___ Supplied information ___

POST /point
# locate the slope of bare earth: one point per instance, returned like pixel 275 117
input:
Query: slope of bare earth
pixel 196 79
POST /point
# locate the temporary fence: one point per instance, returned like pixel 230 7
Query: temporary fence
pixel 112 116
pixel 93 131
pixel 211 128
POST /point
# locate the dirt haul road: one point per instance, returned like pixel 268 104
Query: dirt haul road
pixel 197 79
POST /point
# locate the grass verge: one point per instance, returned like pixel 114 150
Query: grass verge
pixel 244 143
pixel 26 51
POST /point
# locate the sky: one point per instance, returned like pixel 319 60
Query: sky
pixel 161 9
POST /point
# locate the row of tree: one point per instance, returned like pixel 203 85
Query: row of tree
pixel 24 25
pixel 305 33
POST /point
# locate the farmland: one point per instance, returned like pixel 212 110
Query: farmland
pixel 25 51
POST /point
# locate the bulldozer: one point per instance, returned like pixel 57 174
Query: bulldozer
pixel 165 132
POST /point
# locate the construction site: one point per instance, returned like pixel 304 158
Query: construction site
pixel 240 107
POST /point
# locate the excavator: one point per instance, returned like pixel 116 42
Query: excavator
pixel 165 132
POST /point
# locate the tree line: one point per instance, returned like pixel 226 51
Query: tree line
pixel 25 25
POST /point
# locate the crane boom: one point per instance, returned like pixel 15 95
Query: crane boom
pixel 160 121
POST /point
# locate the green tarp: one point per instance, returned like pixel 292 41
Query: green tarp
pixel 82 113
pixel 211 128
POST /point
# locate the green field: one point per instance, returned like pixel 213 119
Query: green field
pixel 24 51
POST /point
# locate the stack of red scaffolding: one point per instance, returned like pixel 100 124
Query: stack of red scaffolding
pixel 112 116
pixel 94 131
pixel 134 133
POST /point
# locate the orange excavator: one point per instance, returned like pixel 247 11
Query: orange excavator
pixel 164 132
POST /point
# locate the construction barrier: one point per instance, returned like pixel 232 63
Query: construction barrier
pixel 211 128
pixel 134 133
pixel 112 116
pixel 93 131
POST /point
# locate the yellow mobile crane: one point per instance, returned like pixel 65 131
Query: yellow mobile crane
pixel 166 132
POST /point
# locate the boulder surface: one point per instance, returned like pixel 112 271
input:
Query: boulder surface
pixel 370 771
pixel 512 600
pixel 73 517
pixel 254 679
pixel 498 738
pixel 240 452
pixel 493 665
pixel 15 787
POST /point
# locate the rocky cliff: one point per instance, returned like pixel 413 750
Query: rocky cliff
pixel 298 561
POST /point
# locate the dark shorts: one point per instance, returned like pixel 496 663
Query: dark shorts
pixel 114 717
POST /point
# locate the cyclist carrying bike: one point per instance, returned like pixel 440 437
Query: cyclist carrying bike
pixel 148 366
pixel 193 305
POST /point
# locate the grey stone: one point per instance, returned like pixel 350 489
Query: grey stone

___

▶ **Exercise directions**: Lines that contain "stone" are the result; find them in the entries above and copy each one.

▶ **Answer to the problem**:
# locate the grey stone: one point per instance, returned like pixel 350 489
Query: grey stone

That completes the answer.